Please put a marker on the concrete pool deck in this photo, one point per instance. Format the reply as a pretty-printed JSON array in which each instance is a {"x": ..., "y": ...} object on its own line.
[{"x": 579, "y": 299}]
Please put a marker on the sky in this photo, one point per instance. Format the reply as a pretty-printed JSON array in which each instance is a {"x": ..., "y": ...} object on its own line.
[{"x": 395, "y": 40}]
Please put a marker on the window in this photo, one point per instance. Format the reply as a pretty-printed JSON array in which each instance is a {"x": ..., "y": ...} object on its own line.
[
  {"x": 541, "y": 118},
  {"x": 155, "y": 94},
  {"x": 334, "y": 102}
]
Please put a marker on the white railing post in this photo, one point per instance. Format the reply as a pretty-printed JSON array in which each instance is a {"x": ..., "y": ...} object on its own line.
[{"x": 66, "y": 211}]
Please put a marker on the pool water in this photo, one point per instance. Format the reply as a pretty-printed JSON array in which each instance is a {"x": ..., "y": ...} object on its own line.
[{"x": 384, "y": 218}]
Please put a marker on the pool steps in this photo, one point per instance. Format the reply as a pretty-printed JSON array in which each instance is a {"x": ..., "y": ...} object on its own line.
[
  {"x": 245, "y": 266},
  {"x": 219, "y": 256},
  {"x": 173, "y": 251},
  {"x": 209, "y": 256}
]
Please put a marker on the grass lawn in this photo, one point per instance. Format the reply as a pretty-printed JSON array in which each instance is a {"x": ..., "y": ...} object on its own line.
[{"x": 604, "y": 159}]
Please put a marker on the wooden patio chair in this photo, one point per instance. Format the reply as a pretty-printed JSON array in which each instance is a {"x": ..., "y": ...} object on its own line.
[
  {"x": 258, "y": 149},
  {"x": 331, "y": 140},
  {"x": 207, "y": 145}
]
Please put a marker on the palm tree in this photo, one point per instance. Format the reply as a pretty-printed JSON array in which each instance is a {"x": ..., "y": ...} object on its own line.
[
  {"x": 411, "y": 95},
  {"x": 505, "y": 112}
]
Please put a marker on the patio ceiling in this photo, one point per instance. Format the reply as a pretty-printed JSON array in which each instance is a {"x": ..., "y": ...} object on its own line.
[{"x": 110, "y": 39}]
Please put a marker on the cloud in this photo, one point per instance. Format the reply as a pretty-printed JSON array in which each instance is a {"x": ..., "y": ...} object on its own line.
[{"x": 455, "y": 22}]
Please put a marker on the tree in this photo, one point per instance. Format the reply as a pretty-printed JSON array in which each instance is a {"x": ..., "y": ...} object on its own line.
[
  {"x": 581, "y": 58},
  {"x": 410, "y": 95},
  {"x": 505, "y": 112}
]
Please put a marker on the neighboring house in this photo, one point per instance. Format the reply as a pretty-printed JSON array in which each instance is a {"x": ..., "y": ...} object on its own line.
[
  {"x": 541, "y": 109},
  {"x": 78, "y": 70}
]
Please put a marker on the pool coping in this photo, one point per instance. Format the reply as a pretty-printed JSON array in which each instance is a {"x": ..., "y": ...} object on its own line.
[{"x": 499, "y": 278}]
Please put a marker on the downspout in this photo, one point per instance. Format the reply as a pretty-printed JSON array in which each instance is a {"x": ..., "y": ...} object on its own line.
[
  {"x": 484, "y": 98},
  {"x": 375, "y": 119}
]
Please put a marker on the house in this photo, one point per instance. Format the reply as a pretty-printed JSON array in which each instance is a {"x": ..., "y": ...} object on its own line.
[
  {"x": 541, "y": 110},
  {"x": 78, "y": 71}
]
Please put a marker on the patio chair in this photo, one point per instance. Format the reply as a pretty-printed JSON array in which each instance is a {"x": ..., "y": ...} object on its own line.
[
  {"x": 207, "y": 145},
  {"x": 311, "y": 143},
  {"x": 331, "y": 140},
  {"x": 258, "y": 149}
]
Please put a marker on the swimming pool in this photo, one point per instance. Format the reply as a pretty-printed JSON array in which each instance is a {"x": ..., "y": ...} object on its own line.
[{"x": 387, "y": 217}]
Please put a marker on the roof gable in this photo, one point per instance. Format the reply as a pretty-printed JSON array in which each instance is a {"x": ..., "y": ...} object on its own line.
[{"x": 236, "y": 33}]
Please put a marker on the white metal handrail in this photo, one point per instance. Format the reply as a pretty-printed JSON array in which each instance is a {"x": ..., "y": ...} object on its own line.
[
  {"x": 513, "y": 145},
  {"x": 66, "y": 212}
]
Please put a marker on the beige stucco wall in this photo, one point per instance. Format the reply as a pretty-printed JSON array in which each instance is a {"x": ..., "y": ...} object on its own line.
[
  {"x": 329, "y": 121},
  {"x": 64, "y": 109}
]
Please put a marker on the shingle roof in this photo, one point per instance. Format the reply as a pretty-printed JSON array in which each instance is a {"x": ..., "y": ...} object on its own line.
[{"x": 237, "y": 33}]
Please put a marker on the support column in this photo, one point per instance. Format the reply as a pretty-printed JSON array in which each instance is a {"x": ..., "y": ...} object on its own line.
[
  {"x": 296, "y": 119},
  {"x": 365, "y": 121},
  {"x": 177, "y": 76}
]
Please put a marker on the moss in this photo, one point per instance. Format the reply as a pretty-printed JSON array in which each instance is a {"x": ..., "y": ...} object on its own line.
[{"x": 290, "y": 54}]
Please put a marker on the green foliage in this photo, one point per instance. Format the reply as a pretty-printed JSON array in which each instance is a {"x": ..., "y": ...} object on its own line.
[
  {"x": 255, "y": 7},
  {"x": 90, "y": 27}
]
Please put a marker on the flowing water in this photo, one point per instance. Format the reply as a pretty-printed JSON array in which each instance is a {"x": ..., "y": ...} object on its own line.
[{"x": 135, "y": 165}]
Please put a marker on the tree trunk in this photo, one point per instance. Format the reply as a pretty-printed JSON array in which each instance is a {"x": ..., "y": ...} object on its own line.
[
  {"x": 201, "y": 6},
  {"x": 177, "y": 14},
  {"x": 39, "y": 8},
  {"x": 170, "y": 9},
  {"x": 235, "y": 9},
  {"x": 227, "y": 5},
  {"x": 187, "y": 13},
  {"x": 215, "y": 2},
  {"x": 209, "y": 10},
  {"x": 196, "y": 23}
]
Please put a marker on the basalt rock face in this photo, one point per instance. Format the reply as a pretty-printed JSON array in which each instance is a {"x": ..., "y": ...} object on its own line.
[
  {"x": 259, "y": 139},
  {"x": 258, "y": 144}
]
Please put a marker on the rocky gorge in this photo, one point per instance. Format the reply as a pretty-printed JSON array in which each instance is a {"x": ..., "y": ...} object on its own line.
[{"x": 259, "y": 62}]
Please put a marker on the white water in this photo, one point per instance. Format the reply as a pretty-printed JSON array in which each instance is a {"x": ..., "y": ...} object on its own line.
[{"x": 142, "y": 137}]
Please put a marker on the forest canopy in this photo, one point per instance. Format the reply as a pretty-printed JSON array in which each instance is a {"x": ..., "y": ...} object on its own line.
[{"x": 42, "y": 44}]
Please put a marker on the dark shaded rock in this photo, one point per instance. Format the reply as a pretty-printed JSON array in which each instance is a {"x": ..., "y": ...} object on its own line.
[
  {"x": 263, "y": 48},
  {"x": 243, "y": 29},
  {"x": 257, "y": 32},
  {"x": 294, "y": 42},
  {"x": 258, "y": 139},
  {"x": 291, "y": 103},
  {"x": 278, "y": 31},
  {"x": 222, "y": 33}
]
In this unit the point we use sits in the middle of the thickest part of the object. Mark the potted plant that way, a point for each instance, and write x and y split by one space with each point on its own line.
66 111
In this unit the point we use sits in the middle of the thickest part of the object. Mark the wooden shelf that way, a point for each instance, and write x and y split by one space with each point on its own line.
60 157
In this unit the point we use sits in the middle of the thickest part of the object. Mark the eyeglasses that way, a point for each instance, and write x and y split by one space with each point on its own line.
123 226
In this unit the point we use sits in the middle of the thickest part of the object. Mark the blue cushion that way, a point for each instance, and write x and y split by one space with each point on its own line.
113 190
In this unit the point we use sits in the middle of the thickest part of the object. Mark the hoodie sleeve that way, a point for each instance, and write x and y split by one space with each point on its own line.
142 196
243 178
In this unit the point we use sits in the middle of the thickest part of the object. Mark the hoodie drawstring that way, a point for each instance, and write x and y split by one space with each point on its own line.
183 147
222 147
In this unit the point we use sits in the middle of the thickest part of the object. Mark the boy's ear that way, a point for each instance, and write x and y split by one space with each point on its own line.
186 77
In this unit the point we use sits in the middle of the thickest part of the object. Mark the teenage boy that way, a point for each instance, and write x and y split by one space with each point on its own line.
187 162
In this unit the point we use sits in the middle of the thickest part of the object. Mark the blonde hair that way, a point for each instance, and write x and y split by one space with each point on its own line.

= = = = = = =

→ **REQUEST**
Begin with the line that contains "Mark the eyeglasses" and quote each line after it exactly, stopping after the last line of the data.

→ **SOLUTION FOR THIS PROBLEM**
In this unit the point we use sits in the middle of the thickest part of the object. Mark the eyeglasses that way, a point for each instance, and write x and y split by one space with each point on its own line.
123 226
In this unit the point we use sits in the middle of the thickest part of the object. Mark the blue cushion that way, a point for each instance, and write x and y split by one space with each point on its own line.
113 190
In this unit the point we use sits in the middle of the thickest part of the object. Mark the hoodie sleeve that way, a point for each instance, and write x and y split by one space with each point on its own line.
142 196
243 178
In this unit the point we use sits in the middle of the thickest part of the object. Mark the hoodie drawstring that way, a point for each instance, and write x and y split by one space with each point on its own line.
183 147
222 147
In this unit the point we use sits in the middle of the thickest part of the object. Mark the boy's ear that way, a point for each instance, and write x and y split by one space with each point on its own line.
186 77
In this unit the point we use sits in the middle of the thickest part of the object. Mark the teenage boy that way, a point for each instance, and write x and y split by one space with each point on its own line.
187 162
In this unit the point we use sits in the middle of the thickest part of the object. Mark the blonde hair that way, a point for each instance, and write x and y split by one space with each point on its own line.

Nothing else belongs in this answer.